> _Supplied text_
▼▼▼

Artists use fundamental forms, circle, square etc. The circle especially, with its long, long history as a spiritual shape.

‘Men an Tol’, near Boskednan, Cornwall, UK

Artists Rooms: Richard Long

The Richard Long exhibition at the Hepworth in Wakefield included his familiar collections of stones in circles, ovals and lines.

Richard Long: ‘Blaenau Ffestiniog Circle’, 2011. Welsh Slate

It is a wonderful light filled gallery, sitting right in the river.

The Hepworth Gallery. Wakefield. Architect: David Chipperfield, 2011

Notice how those familiar shapes recur outside, the circular tyres and the spherical ball.

The Hepworth Gallery. Wakefield. Architect: David Chipperfield, 2011. A View from the Gallery Window

Circling Around the Problem

How do we know how to understand these shapes in art? Why, for instance, do we not think that Long is trying to tell us something about Dante’s nine circles of Hell for example? Richard Long makes art about walking and Dante and Virgil walk through those circles after all.

Richard Long: ‘Concentric Days’, 1996

Answer: context and proximity. There is nothing in his work that leads the viewer to make those sorts of iconographic connections. Equally there is nothing to stop us doing so if we wish. I would think parts of the process, Day 5 for example, were hellish. Artists compose art, they put things next to each other for a purpose. The forms of that arrangement, the way they occupy the constructed space, are the essence of the art. Long places objects carefully, their equal spacing is reminiscent of the steps that make up his art, ie the walks that these arrangements refer to.

▲▲▲

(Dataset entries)
▼▼▼

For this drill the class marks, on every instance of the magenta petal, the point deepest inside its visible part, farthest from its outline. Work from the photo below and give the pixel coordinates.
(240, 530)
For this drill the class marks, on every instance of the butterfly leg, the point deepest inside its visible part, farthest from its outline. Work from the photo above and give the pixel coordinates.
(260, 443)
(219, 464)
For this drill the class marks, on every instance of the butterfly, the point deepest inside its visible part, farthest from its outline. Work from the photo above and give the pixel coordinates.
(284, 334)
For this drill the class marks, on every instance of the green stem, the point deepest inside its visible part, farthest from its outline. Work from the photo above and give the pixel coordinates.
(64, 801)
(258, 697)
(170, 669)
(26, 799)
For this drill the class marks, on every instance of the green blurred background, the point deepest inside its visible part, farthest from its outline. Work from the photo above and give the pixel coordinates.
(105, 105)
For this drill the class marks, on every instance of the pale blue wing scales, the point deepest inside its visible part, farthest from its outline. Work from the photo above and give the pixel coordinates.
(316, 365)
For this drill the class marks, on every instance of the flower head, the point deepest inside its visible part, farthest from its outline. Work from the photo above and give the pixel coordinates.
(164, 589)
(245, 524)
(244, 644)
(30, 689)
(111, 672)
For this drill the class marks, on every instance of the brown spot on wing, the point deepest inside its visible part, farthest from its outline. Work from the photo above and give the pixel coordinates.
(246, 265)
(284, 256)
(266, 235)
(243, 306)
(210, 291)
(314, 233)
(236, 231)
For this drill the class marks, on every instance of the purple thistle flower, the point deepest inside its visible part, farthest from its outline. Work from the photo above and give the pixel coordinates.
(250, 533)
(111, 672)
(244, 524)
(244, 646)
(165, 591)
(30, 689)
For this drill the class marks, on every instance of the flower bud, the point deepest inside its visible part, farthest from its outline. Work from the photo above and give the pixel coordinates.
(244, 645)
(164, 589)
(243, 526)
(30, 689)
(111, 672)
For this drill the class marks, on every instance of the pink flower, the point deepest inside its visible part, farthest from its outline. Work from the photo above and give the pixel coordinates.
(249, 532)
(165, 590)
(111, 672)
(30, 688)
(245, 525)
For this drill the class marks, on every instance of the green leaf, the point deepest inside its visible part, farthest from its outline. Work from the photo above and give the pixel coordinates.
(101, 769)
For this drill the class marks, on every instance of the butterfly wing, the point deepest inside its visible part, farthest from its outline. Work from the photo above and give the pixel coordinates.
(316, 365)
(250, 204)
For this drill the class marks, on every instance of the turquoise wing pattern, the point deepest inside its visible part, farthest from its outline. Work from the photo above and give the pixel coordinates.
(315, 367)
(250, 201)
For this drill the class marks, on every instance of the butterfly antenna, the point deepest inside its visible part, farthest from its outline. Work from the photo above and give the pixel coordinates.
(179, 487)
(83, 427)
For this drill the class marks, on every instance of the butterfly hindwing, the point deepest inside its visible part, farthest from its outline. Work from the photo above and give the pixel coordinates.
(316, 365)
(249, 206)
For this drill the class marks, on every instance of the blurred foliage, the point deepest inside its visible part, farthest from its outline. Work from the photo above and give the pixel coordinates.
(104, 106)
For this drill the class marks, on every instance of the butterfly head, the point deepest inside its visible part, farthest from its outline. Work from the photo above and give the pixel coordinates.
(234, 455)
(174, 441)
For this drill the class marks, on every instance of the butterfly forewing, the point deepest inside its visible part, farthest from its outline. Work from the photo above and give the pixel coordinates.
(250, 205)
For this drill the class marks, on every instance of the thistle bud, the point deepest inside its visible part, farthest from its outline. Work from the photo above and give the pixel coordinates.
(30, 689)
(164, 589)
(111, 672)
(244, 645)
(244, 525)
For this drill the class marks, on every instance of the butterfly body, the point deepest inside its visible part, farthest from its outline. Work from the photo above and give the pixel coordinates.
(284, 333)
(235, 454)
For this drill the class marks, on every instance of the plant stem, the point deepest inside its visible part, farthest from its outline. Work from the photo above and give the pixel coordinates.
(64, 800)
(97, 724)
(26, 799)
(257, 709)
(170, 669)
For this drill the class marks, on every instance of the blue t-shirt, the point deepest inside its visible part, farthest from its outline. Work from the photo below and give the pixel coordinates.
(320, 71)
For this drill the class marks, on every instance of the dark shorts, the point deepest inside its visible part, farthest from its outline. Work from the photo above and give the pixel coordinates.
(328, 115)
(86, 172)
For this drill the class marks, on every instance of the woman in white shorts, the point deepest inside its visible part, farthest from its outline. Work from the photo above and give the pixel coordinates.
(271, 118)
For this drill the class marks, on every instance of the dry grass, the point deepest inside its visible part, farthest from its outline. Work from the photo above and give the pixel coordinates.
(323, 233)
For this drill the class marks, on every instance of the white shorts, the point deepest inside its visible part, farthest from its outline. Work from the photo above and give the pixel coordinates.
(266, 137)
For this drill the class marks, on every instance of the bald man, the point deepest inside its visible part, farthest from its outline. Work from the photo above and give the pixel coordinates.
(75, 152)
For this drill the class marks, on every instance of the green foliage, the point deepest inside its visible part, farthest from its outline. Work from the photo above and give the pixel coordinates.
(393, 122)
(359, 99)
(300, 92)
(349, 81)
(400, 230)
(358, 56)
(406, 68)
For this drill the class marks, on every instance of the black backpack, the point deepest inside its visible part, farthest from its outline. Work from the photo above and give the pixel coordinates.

▲▲▲

> _Stated task_
Reproduce word for word the part of the text about Richard Long between "Richard Long: ‘Blaenau Ffestiniog" and "the spherical ball.", inclusive. This material has no connection to the text about Richard Long.

> _Completed exercise_
Richard Long: ‘Blaenau Ffestiniog Circle’, 2011. Welsh Slate

It is a wonderful light filled gallery, sitting right in the river.

The Hepworth Gallery. Wakefield. Architect: David Chipperfield, 2011

Notice how those familiar shapes recur outside, the circular tyres and the spherical ball.